_WHAT THE TASK ASKS_
Write out, from the entries below, exactly the lines that run between the lines holding "Target: car tail light" and "Mark the car wheel with a point.", inclusive, and stop there.

Collected data
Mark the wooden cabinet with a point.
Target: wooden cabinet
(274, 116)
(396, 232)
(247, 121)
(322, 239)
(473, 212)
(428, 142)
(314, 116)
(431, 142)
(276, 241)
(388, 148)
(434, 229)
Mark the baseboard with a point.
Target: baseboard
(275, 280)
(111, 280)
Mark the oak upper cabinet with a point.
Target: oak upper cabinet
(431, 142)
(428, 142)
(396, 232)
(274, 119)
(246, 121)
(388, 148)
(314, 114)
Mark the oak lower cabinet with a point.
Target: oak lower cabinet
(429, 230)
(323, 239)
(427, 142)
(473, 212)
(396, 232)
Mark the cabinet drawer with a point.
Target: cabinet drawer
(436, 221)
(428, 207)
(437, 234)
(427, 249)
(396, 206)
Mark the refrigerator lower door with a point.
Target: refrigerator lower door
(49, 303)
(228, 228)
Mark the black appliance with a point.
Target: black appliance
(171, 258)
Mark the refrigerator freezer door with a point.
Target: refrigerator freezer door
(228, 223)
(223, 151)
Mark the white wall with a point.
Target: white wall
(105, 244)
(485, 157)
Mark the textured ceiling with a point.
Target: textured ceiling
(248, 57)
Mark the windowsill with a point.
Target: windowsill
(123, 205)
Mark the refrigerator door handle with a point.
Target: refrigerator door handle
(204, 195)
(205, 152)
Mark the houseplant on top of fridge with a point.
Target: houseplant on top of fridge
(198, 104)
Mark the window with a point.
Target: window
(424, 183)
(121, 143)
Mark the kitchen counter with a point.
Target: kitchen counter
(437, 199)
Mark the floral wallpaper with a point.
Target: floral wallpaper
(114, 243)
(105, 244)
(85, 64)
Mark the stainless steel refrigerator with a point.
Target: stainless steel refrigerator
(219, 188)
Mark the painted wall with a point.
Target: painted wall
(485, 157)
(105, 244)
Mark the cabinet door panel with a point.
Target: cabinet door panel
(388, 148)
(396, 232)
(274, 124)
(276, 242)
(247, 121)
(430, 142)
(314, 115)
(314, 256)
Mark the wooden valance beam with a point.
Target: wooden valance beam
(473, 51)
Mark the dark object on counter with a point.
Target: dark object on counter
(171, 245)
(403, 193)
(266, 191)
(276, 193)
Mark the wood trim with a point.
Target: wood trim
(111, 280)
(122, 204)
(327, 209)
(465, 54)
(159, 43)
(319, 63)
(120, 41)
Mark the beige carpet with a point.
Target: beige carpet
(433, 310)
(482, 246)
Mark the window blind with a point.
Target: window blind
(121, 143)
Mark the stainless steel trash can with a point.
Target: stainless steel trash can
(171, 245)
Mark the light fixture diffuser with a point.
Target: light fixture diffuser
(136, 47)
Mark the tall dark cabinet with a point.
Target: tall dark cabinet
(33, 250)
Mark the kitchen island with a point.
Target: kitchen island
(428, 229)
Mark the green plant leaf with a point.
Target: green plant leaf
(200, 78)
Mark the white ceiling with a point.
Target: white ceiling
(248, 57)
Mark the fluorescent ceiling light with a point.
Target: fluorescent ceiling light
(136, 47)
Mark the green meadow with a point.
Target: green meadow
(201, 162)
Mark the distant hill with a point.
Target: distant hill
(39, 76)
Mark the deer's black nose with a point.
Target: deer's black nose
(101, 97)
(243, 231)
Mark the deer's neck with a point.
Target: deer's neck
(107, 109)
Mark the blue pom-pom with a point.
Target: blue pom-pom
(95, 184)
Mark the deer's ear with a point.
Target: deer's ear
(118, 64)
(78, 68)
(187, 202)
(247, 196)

* * *

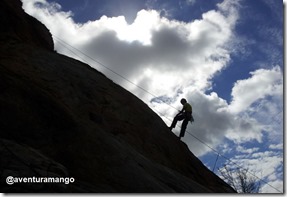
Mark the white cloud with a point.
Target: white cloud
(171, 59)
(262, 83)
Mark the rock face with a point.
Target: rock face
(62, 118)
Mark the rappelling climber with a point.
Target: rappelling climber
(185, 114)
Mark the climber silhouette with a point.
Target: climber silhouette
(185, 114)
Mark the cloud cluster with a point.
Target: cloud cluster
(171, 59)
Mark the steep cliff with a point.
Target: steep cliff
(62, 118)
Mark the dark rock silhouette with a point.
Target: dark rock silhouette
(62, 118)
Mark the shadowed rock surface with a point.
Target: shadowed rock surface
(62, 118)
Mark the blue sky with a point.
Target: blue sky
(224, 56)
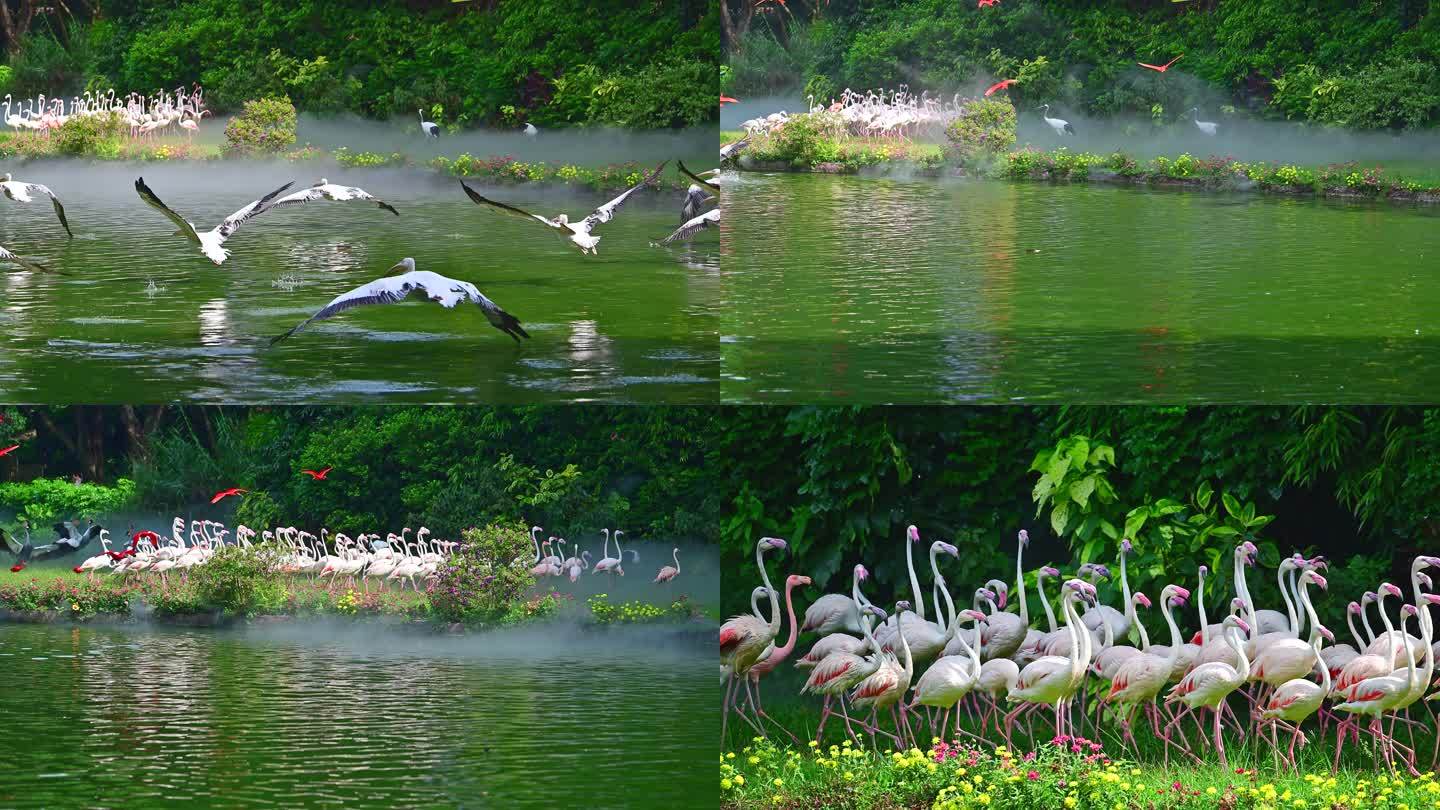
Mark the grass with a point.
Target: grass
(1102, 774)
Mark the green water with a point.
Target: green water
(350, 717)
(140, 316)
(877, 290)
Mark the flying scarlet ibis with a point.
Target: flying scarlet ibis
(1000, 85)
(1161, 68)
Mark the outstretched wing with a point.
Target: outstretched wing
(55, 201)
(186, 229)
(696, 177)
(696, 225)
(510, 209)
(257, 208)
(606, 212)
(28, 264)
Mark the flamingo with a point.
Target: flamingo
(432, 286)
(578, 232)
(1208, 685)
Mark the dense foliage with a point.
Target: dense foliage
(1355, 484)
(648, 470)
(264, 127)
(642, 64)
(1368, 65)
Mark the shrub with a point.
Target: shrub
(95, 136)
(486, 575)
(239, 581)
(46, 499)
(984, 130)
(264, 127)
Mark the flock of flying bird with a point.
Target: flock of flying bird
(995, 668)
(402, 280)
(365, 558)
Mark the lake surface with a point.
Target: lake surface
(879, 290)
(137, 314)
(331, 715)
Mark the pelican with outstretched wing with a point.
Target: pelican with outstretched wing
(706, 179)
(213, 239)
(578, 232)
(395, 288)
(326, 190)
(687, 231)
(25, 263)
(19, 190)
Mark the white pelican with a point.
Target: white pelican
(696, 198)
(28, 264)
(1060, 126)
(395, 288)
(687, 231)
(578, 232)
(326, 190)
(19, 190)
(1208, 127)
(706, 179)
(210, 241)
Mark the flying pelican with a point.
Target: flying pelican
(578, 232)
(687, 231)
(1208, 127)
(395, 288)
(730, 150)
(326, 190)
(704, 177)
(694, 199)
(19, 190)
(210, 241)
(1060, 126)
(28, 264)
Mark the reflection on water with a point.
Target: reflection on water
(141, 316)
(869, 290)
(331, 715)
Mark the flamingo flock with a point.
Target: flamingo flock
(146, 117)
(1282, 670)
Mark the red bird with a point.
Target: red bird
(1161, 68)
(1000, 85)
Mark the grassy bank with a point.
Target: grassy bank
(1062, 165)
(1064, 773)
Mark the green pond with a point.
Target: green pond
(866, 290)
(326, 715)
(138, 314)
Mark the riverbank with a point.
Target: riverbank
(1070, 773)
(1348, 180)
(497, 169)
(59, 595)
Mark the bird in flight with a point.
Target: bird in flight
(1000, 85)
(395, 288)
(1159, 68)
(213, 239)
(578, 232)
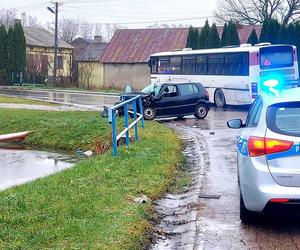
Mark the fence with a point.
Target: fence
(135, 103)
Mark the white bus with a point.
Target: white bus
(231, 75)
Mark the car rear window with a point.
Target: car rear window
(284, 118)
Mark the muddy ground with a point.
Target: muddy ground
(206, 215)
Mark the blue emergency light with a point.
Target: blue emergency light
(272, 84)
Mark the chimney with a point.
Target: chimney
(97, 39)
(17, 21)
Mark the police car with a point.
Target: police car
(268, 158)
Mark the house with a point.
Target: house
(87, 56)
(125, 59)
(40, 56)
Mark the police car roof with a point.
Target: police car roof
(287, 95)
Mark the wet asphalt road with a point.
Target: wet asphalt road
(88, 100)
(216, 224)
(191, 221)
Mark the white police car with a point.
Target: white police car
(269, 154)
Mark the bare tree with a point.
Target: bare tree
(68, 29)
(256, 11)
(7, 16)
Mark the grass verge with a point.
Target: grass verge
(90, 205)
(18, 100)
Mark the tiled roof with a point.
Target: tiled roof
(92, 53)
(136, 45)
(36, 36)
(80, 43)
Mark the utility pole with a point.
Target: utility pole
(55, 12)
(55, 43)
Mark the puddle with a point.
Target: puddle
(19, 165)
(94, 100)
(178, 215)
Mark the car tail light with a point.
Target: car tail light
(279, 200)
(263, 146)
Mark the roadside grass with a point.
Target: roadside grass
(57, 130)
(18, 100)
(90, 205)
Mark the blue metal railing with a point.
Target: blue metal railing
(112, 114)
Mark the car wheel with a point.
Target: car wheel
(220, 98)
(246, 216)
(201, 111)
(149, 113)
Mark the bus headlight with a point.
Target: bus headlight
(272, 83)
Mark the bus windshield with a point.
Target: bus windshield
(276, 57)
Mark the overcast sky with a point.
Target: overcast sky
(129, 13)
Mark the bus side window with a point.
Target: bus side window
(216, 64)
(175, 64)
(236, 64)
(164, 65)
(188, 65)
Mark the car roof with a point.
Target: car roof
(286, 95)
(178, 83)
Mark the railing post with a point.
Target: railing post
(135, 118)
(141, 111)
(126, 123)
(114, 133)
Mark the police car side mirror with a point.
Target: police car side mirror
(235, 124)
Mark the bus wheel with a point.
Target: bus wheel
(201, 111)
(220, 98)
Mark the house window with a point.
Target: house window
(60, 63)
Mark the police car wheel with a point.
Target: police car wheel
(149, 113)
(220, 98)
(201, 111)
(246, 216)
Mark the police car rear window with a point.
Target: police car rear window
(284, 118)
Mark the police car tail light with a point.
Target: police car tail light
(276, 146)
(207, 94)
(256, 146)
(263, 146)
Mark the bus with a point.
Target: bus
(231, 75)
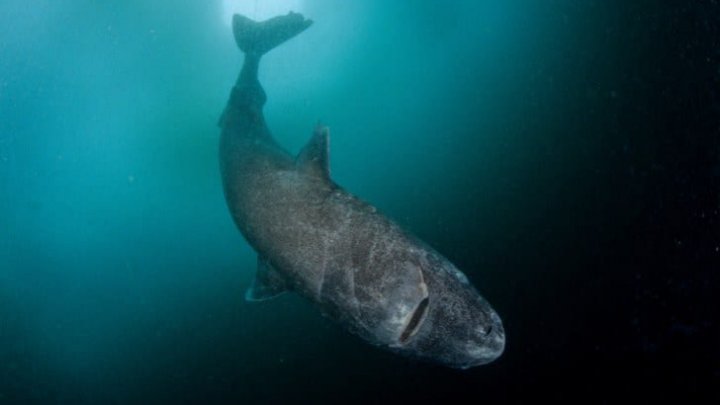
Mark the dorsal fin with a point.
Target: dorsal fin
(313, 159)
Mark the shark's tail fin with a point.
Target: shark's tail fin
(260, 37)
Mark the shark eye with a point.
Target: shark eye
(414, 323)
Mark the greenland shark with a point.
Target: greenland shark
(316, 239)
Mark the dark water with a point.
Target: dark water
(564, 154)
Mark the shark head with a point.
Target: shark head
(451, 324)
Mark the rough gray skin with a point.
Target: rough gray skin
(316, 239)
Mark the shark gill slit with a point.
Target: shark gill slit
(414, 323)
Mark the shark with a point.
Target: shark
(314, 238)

_EXERCISE OUTPUT_
Target: car tail light
(279, 200)
(263, 146)
Mark the roadside grass with a point.
Target: roadside grass
(57, 130)
(18, 100)
(90, 205)
Mark the blue metal railing with a point.
Target: blue metal railing
(112, 114)
Mark the car wheel with a point.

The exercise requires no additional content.